- **Directions for this task**: Return each line of the records that contains the string "item". Case matters.

- **Records for this exercise**:
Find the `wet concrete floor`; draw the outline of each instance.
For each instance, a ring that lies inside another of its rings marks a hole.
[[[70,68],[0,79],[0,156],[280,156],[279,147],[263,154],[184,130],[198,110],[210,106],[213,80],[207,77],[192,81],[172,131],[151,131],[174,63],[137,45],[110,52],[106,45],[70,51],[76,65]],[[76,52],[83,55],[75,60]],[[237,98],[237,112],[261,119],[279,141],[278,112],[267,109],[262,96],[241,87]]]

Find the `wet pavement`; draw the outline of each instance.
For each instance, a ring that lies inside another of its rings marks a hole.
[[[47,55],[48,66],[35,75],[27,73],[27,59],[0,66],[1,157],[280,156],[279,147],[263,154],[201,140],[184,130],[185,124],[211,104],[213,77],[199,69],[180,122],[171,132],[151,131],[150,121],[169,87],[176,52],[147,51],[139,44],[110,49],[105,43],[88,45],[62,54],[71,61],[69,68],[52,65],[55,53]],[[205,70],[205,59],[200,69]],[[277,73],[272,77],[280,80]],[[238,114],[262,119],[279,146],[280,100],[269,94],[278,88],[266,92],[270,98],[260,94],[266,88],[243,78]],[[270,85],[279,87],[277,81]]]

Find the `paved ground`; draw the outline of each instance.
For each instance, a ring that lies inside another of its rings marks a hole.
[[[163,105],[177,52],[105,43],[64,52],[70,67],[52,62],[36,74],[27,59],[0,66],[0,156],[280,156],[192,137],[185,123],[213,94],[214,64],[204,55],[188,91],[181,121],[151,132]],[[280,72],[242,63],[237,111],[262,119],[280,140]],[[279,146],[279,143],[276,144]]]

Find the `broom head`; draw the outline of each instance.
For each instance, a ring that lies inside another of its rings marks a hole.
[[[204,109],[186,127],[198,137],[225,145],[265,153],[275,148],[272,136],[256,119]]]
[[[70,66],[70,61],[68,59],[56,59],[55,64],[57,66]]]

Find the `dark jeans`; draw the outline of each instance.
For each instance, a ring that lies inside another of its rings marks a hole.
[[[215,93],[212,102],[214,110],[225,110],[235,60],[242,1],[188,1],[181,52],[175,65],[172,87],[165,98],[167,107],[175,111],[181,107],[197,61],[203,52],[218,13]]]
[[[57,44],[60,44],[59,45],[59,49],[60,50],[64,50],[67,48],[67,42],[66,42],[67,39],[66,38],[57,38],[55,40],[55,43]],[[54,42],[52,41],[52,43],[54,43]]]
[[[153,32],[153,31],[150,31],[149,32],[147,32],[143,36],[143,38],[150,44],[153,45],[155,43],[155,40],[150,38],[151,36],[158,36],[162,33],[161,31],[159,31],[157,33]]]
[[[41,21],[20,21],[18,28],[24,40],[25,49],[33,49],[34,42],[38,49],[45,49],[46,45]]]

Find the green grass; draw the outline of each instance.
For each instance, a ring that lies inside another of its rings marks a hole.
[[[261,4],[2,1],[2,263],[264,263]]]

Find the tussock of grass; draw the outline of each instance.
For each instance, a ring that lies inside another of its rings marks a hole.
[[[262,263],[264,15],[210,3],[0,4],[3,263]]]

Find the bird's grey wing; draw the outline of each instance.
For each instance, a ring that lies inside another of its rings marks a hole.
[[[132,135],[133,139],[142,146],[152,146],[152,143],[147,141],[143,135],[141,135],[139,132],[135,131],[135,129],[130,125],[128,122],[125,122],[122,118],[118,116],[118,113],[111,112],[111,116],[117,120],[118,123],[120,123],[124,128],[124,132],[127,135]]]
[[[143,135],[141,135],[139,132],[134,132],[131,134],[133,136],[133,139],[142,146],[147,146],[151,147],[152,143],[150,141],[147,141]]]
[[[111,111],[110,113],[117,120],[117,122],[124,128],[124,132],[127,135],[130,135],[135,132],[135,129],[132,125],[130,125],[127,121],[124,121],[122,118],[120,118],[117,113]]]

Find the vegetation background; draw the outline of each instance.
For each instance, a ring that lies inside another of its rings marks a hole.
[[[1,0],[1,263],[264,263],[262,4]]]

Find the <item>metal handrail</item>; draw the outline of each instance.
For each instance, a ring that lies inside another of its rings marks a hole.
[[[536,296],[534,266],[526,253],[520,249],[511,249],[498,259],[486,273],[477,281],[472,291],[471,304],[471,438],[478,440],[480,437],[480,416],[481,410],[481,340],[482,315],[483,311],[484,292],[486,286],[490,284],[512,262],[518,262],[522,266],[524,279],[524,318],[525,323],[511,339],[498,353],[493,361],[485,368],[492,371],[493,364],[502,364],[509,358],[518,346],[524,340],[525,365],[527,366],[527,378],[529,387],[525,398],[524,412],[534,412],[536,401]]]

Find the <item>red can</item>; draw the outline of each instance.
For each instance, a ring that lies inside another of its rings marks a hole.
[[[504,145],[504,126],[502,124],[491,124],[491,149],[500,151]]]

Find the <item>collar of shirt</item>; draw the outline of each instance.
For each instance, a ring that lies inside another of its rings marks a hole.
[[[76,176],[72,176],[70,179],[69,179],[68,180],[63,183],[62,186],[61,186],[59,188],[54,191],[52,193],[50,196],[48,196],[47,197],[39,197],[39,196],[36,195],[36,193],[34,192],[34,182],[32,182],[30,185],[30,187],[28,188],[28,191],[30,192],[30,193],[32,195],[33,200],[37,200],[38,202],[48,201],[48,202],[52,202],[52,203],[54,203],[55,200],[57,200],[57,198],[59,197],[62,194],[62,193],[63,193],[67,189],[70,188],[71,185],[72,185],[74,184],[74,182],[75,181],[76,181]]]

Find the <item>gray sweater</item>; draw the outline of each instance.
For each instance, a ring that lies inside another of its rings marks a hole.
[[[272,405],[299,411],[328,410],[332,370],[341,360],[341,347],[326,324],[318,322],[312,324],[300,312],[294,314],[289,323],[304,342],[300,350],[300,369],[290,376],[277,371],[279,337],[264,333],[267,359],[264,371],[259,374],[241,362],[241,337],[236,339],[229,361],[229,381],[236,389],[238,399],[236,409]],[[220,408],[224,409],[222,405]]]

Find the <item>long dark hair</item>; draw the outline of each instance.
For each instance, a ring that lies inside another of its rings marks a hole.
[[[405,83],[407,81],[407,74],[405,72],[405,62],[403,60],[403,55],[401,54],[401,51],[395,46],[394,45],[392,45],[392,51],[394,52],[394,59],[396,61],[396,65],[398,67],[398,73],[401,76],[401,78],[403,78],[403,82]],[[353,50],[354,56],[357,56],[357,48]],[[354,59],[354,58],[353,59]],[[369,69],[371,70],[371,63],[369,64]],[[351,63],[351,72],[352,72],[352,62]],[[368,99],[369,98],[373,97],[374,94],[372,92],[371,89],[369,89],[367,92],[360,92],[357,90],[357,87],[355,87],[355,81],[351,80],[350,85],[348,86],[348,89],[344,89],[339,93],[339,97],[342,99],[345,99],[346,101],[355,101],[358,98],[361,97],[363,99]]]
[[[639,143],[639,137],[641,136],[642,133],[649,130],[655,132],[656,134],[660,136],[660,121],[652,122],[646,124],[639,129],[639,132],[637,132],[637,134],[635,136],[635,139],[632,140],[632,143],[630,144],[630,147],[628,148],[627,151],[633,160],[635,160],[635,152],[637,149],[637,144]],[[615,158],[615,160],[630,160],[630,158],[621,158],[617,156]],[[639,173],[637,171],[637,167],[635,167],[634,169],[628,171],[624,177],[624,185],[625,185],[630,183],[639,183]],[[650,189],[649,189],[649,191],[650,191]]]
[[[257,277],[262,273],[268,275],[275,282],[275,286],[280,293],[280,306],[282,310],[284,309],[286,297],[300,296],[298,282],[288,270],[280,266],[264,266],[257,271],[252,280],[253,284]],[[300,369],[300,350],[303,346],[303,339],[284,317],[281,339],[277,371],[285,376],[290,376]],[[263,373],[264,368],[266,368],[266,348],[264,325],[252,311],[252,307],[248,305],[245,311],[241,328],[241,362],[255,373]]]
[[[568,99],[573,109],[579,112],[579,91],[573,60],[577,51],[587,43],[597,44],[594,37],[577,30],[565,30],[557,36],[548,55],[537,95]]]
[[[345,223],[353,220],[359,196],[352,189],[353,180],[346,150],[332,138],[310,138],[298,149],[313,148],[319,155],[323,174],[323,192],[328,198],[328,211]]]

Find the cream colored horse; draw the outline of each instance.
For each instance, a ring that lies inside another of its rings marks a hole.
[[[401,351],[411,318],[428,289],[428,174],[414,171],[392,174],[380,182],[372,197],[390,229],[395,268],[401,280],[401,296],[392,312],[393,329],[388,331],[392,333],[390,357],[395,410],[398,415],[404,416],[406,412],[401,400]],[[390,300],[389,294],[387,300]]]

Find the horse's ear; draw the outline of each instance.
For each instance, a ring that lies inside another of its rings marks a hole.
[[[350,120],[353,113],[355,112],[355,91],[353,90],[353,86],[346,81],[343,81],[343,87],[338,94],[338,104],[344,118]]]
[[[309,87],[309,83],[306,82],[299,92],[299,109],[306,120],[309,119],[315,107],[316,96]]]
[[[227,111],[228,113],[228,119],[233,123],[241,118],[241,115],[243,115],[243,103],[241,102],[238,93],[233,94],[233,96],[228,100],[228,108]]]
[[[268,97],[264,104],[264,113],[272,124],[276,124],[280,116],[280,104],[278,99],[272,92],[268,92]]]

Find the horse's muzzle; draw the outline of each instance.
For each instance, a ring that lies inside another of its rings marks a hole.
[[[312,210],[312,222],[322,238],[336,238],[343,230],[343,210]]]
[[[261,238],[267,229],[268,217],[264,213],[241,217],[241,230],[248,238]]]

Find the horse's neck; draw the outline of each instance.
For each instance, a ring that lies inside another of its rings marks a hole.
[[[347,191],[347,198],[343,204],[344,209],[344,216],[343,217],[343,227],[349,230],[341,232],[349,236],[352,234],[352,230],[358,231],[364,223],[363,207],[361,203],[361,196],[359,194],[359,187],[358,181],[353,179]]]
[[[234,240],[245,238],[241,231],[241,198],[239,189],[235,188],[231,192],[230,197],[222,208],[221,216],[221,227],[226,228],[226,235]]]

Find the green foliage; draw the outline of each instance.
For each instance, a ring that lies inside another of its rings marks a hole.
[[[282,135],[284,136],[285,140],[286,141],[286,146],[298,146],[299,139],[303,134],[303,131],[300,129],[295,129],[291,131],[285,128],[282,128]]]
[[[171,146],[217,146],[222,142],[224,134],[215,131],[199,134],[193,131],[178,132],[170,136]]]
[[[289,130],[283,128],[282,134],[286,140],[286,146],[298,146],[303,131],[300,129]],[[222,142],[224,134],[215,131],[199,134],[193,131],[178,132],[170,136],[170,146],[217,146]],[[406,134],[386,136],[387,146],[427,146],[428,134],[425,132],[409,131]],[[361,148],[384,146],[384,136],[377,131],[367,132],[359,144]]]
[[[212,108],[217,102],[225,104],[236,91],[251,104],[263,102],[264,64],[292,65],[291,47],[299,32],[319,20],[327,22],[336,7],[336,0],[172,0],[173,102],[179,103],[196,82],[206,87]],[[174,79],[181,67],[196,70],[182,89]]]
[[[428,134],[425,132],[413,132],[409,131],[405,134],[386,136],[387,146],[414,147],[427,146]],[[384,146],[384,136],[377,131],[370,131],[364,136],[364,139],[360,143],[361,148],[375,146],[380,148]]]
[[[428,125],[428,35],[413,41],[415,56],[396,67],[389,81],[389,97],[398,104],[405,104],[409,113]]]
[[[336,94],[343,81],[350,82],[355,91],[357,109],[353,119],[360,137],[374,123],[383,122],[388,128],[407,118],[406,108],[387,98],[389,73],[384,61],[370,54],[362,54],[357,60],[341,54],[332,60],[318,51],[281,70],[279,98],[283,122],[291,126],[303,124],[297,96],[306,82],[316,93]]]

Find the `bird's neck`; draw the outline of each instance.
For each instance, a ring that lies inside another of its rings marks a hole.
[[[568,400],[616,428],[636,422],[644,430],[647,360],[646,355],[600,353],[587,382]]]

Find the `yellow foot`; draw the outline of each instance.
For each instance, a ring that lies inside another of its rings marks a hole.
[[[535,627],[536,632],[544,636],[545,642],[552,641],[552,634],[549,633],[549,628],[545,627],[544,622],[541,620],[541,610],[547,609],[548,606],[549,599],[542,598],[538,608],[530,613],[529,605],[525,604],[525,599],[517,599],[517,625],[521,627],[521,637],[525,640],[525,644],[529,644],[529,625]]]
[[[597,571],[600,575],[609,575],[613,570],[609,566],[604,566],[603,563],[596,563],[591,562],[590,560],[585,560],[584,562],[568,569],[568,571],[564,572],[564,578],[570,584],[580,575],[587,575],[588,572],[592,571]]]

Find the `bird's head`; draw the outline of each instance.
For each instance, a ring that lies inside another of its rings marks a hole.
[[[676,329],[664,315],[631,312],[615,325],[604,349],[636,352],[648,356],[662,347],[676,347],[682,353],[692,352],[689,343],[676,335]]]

- **Full solution**:
Find the <item>metal handrail</item>; draw the outline of each instance.
Find the <item>red can</item>; draw the outline of each instance.
Find the <item>collar of shirt</item>; draw the outline of each instance.
Find the <item>gray sweater</item>; draw the outline of each instance.
Find the <item>long dark hair</item>; draw the outline of each instance.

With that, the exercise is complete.